• **Votre objectif**
Répondez aux questions suivantes à l'aide du texte d'étude.
1. À quel écrivain le texte attribue-t-il l'idée que les seules vraies patries sont imaginaires ?
2. Quelles notions se sont récemment imposées à la réflexion critique ?
3. Quelles approches les collaborateurs de ce numéro croisent-ils ?

• **Texte d'étude**
------------------------------------------------------------
Au moment où les frontières géopolitiques du monde tel que nous l'avions connu sont en train de se redéfinir, plus que jamais les seules vraies patries apparaissent, selon le mot de l'écrivain Salman Rushdie, résolument imaginaires. La catégorie du national, la notion de communauté imaginaire, les fictions de l'identitaire et autres épreuves de l'étranger se sont récemment imposées à notre réflexion critique. Croisant plusieurs approches (psychanalyse, philosophie, analyse du discours social, etc.), les collaborateurs de ce numéro interrogent le politique à l'oeuvre dans l'oeuvre, au moment de sa transformation. Comment l'écrivain se lie-t-il à ce sujet de la Nation, jusqu'à en faire sa chose ou à s'en faire le jouet, mauvais objet qui lui colle à la peau, qui parasite sa pensée et sa langue, qui affecte d'un trouble jusqu'à sa faculté d'expression ? Selon quelles figures, quelles images, quelles stratégies narratives ? Voilà quelques-unes des questions qui nous ont retenus ici.
------------------------------------------------------------
• **Extrait des données**

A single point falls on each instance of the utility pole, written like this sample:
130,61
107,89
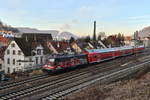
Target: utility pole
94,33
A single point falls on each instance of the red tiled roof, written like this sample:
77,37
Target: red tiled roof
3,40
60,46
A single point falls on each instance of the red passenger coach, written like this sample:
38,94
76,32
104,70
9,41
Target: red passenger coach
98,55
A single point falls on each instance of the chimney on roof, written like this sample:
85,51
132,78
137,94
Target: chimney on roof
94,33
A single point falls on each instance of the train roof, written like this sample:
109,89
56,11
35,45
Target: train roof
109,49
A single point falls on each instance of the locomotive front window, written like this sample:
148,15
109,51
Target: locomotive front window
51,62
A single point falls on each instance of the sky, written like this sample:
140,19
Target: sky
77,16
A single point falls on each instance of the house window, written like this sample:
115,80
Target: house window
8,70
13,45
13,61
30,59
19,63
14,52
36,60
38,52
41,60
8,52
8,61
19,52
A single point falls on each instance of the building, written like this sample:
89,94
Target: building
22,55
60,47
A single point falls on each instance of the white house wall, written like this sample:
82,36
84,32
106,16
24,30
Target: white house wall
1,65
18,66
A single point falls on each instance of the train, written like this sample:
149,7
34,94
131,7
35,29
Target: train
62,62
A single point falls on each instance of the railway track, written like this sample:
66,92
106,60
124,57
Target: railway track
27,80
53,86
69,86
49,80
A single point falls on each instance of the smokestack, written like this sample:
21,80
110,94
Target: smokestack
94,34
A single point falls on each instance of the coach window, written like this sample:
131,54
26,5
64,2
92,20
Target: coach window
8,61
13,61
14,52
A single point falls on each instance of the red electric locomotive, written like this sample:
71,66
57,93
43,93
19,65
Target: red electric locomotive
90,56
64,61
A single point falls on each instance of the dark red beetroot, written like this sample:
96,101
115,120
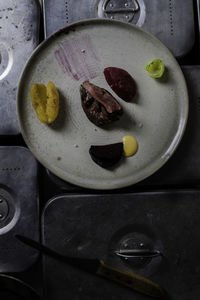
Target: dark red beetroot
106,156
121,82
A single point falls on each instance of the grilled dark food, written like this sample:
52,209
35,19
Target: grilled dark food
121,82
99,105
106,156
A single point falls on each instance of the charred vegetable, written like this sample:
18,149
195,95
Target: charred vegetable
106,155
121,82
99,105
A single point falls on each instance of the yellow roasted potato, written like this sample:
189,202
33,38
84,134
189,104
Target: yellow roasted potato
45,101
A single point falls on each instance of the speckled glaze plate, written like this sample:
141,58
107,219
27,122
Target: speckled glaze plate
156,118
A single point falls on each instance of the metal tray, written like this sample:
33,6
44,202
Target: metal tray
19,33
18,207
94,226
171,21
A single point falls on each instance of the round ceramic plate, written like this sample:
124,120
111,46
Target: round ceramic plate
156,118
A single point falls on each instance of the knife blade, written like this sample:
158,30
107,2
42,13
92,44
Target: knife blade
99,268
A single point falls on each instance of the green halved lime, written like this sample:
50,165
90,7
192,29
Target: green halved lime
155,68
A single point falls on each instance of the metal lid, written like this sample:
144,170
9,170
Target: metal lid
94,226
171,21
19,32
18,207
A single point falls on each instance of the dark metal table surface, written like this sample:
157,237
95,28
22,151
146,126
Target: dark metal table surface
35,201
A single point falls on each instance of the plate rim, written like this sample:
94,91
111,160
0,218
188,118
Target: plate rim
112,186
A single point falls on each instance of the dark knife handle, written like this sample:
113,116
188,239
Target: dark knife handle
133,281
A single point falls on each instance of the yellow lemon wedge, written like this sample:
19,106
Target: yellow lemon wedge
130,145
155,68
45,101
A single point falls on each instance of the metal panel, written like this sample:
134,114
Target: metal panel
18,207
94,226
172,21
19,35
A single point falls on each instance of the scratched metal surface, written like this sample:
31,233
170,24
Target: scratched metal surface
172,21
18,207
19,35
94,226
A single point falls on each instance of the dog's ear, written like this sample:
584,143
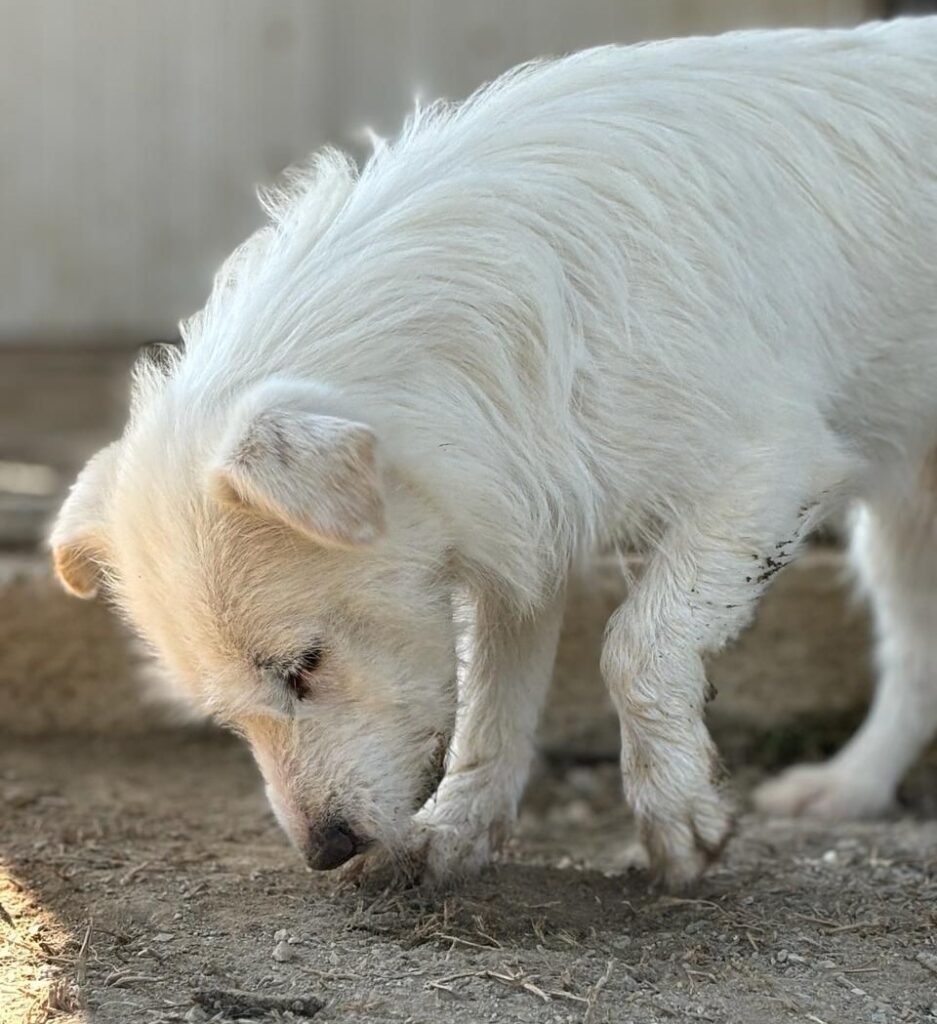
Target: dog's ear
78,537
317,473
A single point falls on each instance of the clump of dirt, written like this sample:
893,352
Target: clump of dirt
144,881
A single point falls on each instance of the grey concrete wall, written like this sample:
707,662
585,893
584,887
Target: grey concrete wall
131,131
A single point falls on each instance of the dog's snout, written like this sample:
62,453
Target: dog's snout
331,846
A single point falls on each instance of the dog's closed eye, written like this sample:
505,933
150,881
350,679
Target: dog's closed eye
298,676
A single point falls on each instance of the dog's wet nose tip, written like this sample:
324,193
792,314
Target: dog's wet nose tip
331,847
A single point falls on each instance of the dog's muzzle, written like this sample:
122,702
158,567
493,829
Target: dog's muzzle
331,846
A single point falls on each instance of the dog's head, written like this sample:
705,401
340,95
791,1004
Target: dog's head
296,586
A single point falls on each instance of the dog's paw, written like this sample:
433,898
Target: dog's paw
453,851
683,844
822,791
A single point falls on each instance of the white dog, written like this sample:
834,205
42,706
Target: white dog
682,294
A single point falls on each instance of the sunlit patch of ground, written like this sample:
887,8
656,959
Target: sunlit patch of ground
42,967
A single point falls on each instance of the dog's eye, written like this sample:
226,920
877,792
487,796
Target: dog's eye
------------------------------------------------------------
• **Corrigé**
1. À Salman Rushdie.
2. La catégorie du national, la notion de communauté imaginaire, les fictions de l'identitaire et autres épreuves de l'étranger.
3. La psychanalyse, la philosophie et l'analyse du discours social, entre autres.